Stored dataset items:

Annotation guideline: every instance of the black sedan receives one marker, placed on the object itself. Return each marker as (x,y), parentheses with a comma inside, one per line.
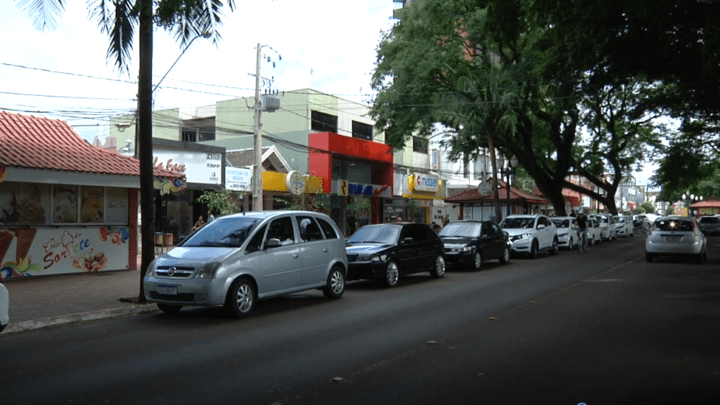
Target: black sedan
(470,243)
(386,251)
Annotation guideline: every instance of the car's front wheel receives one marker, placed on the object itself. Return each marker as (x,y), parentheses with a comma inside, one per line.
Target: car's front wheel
(554,247)
(392,274)
(533,250)
(241,298)
(336,284)
(505,259)
(169,309)
(439,269)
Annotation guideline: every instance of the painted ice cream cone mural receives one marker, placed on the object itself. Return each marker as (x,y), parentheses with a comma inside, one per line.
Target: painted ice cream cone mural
(23,264)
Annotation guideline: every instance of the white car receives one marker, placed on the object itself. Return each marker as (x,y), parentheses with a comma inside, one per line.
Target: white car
(567,232)
(676,236)
(594,235)
(624,226)
(607,226)
(530,234)
(4,305)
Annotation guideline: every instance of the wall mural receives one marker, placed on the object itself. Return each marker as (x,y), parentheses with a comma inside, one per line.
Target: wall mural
(34,251)
(167,186)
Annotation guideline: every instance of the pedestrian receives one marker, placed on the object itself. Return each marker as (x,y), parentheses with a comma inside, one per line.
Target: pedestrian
(582,227)
(199,223)
(363,220)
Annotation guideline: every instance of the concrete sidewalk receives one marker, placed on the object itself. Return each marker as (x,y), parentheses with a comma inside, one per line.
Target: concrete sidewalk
(41,302)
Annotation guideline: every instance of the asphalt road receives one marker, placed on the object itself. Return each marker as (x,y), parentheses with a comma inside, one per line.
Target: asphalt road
(603,327)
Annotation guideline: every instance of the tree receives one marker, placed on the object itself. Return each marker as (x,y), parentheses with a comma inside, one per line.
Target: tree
(119,20)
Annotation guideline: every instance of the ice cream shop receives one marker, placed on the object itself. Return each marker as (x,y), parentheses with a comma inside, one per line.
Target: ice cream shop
(66,206)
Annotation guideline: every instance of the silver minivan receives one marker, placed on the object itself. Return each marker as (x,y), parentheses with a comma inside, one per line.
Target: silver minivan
(237,259)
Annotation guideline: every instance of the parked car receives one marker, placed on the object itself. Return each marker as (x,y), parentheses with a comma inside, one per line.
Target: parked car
(471,243)
(238,259)
(623,226)
(530,234)
(607,226)
(388,251)
(4,305)
(676,236)
(567,232)
(710,224)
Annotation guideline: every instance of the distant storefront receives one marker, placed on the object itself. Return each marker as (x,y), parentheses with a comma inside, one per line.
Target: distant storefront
(65,205)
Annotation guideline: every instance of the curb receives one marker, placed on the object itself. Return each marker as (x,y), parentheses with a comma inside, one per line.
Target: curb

[EXERCISE BRIEF]:
The lines to reproduce run from the line containing "Annotation guideline: every instance of the silver" to the end of the listing; write them out exactly and add nothing.

[REPLY TO THE TASK]:
Annotation guideline: every instance of the silver minivan receives one marker, placed on the object itself. Return each marker as (x,y), parentheses with a comma inside, one per line.
Target: silver minivan
(237,259)
Annotation guideline: every instance of the parked car receives one marker, placed on the object itself. Return each marker as (x,y), parentheses with a comma inside, one per line.
Target: parked car
(471,243)
(238,259)
(623,226)
(530,234)
(607,226)
(388,251)
(4,305)
(676,236)
(567,232)
(710,224)
Annotation guideline: every instance of the distant storefront receives one marker, placed on the object itself. Return each marker as (x,y), parentheses with a comma inside, one per line.
Target: distant storefront
(65,205)
Annotation guideline: every instance of the curb receives one marker, placed on the object itself. Return each marker as (x,y), parentheses with a comma inside, one per line.
Target: curb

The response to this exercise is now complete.